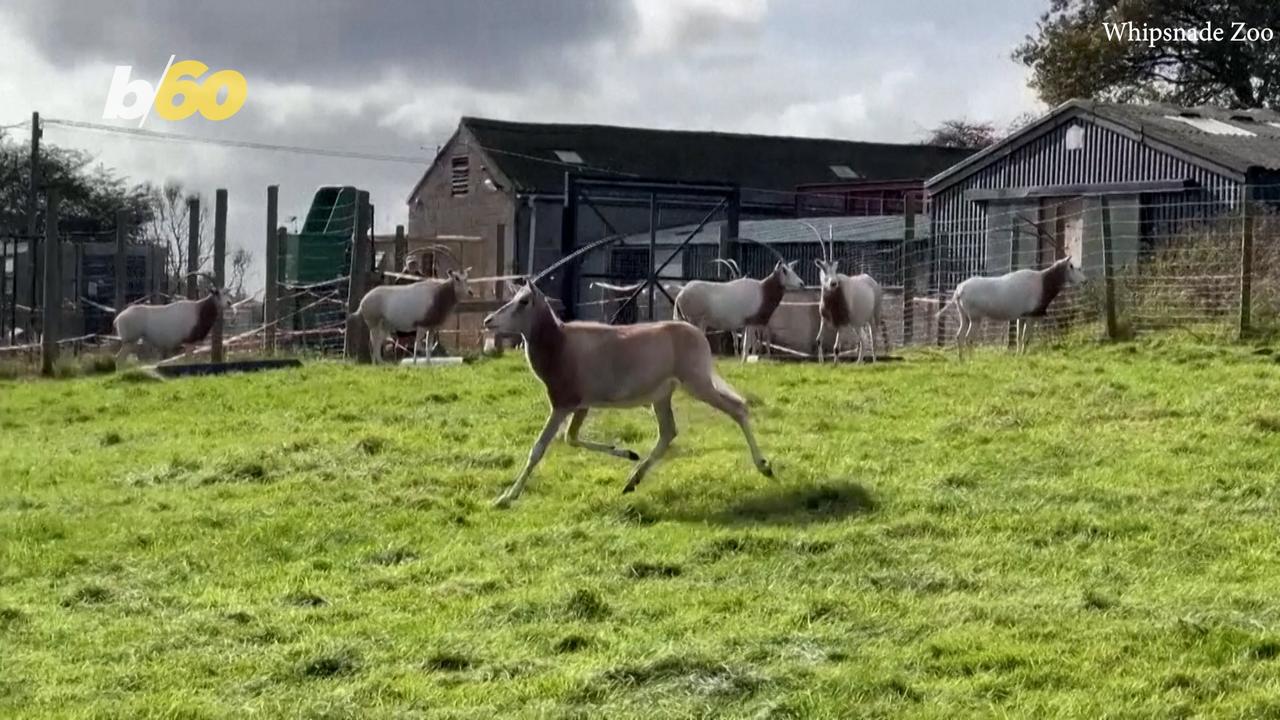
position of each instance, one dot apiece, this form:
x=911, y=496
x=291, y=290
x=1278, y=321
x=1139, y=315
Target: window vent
x=460, y=178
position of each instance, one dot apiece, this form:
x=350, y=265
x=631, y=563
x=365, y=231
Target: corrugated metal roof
x=862, y=228
x=1255, y=145
x=526, y=154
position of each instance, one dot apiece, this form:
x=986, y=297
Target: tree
x=168, y=227
x=1084, y=49
x=241, y=260
x=86, y=191
x=963, y=133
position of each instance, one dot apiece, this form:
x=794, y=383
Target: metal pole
x=908, y=269
x=1246, y=261
x=356, y=341
x=215, y=352
x=51, y=305
x=1109, y=272
x=32, y=208
x=568, y=237
x=1014, y=242
x=122, y=259
x=274, y=240
x=4, y=281
x=192, y=247
x=653, y=247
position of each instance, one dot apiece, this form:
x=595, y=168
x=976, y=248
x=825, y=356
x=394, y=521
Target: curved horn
x=575, y=255
x=826, y=251
x=732, y=267
x=769, y=247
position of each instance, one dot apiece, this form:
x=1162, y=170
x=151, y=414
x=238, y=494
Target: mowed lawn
x=1086, y=532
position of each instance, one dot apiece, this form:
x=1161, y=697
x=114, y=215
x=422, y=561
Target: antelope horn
x=826, y=251
x=769, y=247
x=575, y=255
x=730, y=264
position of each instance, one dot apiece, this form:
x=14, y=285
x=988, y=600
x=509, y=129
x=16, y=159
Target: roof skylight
x=1211, y=126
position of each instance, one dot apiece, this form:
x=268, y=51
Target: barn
x=1040, y=192
x=504, y=182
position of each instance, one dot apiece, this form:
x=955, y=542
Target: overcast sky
x=394, y=76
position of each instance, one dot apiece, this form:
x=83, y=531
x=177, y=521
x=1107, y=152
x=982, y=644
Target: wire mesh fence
x=1153, y=264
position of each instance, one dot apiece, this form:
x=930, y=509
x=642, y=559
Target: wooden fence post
x=122, y=260
x=51, y=305
x=400, y=250
x=1109, y=273
x=356, y=341
x=192, y=247
x=270, y=268
x=1246, y=261
x=216, y=351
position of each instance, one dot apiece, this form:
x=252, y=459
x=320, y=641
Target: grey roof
x=526, y=154
x=1234, y=153
x=862, y=228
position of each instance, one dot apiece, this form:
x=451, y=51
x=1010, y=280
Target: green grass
x=1087, y=532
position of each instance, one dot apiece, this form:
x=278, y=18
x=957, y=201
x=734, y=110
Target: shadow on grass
x=781, y=505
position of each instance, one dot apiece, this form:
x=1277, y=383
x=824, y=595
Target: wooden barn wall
x=960, y=226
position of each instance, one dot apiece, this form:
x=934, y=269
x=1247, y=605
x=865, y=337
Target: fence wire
x=1170, y=265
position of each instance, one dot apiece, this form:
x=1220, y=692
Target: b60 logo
x=181, y=95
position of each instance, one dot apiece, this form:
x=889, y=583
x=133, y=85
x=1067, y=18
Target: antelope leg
x=666, y=433
x=553, y=422
x=575, y=424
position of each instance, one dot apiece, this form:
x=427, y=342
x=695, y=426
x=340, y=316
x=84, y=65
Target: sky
x=394, y=76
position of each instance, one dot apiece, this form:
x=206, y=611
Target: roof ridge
x=519, y=124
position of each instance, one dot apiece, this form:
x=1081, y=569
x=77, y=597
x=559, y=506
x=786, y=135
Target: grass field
x=1088, y=532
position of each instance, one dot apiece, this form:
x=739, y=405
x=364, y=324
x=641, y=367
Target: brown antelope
x=586, y=365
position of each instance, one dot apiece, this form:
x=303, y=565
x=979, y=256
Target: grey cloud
x=489, y=44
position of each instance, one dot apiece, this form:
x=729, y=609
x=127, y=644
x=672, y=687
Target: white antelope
x=848, y=302
x=168, y=327
x=586, y=365
x=1020, y=296
x=744, y=304
x=417, y=308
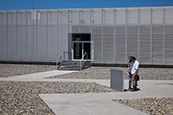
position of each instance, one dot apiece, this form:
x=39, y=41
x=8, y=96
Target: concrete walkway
x=95, y=103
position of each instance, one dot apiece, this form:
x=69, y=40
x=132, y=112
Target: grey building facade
x=107, y=35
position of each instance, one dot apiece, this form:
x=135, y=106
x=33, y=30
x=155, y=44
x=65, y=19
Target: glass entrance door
x=77, y=50
x=87, y=50
x=81, y=48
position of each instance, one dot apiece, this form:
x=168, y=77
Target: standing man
x=134, y=72
x=130, y=65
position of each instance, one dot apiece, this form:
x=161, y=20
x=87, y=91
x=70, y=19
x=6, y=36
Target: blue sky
x=65, y=4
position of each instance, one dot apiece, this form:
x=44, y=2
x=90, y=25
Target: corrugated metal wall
x=42, y=35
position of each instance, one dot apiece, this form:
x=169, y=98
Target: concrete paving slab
x=102, y=104
x=86, y=104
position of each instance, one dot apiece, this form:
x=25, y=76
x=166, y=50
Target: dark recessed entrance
x=81, y=46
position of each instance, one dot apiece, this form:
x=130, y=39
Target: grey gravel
x=104, y=73
x=7, y=70
x=22, y=97
x=152, y=106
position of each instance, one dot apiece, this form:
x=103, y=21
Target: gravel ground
x=152, y=106
x=7, y=70
x=104, y=73
x=22, y=97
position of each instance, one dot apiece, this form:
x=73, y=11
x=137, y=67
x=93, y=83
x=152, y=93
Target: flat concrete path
x=87, y=104
x=96, y=103
x=102, y=104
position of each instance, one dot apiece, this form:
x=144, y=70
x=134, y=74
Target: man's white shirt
x=135, y=67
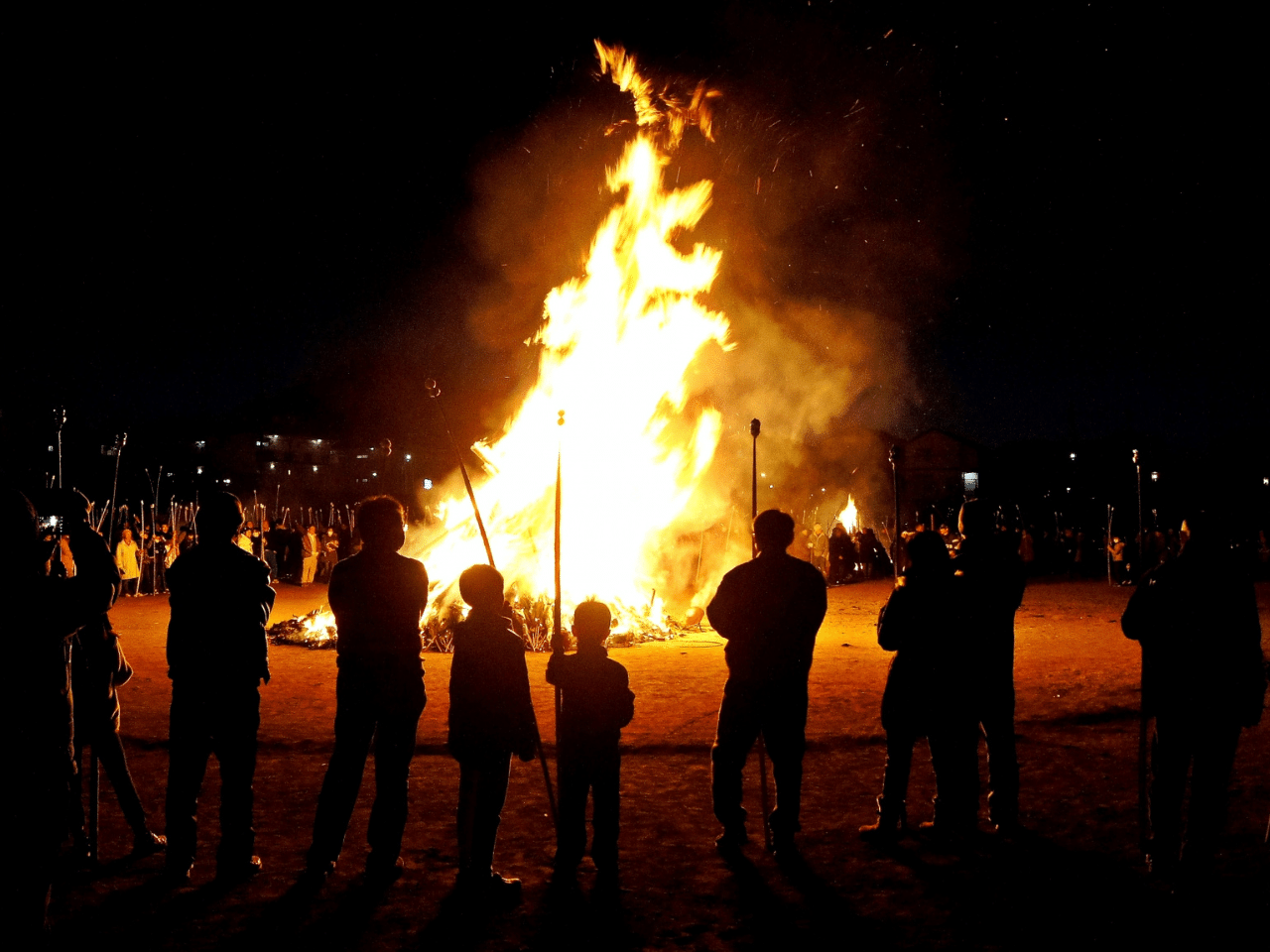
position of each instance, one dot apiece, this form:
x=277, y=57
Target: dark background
x=231, y=223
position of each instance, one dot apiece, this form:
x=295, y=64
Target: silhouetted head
x=481, y=587
x=381, y=521
x=774, y=531
x=928, y=555
x=220, y=517
x=590, y=622
x=976, y=518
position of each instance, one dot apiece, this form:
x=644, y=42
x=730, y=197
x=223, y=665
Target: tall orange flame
x=615, y=347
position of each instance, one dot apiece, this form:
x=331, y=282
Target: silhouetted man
x=926, y=694
x=993, y=584
x=39, y=627
x=1203, y=679
x=490, y=717
x=770, y=611
x=377, y=597
x=217, y=655
x=98, y=667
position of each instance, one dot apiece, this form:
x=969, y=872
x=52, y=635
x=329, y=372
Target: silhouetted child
x=490, y=717
x=595, y=705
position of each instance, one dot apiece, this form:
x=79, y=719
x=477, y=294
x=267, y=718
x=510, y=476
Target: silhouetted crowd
x=949, y=621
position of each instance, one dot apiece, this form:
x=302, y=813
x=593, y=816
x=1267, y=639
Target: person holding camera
x=217, y=655
x=40, y=733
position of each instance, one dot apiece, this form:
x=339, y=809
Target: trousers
x=1206, y=748
x=598, y=774
x=779, y=712
x=997, y=721
x=956, y=780
x=481, y=793
x=366, y=710
x=108, y=747
x=211, y=720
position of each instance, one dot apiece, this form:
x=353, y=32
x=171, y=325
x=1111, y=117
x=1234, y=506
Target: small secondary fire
x=615, y=347
x=848, y=517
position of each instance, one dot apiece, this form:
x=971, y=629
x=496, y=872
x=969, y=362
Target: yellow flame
x=849, y=517
x=615, y=347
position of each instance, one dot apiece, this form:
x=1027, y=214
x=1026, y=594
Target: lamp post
x=894, y=543
x=1137, y=465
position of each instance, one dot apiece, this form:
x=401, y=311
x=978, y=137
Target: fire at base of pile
x=531, y=621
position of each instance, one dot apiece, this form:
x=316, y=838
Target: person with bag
x=928, y=694
x=1205, y=680
x=98, y=667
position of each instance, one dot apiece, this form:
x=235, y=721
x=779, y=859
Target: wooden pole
x=762, y=742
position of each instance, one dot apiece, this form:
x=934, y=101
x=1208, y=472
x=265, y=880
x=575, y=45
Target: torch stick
x=434, y=391
x=1110, y=511
x=762, y=742
x=118, y=454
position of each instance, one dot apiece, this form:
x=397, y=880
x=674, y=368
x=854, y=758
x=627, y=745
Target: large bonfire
x=613, y=349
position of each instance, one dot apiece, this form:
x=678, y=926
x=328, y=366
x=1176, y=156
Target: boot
x=892, y=819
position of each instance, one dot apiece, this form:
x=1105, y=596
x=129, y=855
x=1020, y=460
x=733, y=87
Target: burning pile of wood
x=531, y=621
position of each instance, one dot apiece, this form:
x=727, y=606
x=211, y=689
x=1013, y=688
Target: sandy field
x=1075, y=880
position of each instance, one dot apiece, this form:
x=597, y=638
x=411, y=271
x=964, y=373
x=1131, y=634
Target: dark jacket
x=377, y=599
x=490, y=711
x=928, y=683
x=1197, y=620
x=770, y=611
x=41, y=624
x=595, y=702
x=992, y=580
x=220, y=604
x=98, y=666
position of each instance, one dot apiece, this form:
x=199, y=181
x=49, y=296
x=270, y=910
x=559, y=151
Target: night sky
x=1037, y=213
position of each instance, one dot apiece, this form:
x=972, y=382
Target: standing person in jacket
x=595, y=705
x=490, y=719
x=770, y=611
x=98, y=669
x=39, y=765
x=217, y=655
x=993, y=580
x=312, y=547
x=926, y=694
x=128, y=562
x=1203, y=679
x=379, y=598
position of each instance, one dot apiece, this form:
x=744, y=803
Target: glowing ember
x=848, y=517
x=615, y=347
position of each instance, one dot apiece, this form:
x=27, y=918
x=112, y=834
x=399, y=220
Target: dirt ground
x=1075, y=879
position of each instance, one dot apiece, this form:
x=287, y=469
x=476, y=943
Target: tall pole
x=1137, y=465
x=118, y=454
x=896, y=537
x=762, y=742
x=60, y=419
x=753, y=486
x=1143, y=719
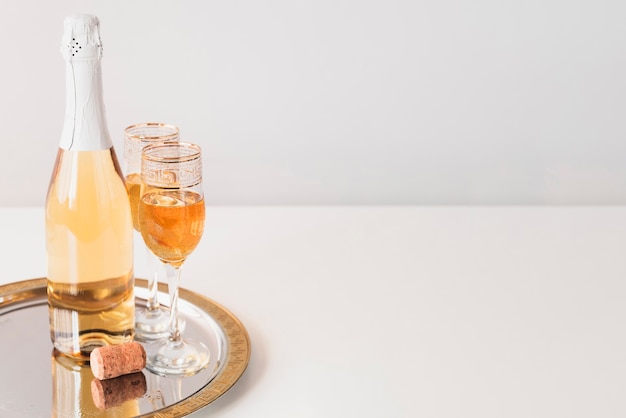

* * * * * * * * *

— GIVEN EXERCISE —
Rewrite the stretch from the start of the records through the line that contains "x=653, y=247", changing "metal pole" to "steel pole" and keeping everything else the same. Leave the pictures out of your answer.

— COMPLETE OUTPUT —
position of each instance, one dot apiece, this form:
x=911, y=496
x=291, y=290
x=1278, y=321
x=1139, y=315
Target: window vent
x=460, y=178
position of each instance, one dot apiece, this form:
x=350, y=265
x=631, y=563
x=365, y=231
Target: corrugated metal roof
x=862, y=228
x=1255, y=145
x=526, y=154
position of each instance, one dot apiece, this form:
x=986, y=297
Target: tree
x=168, y=227
x=1084, y=49
x=241, y=260
x=86, y=191
x=963, y=133
position of each instance, one dot apiece, this form:
x=794, y=383
Target: steel pole
x=908, y=269
x=1246, y=261
x=356, y=341
x=215, y=352
x=51, y=305
x=1109, y=272
x=32, y=208
x=568, y=237
x=1014, y=242
x=122, y=259
x=274, y=240
x=4, y=281
x=192, y=247
x=653, y=247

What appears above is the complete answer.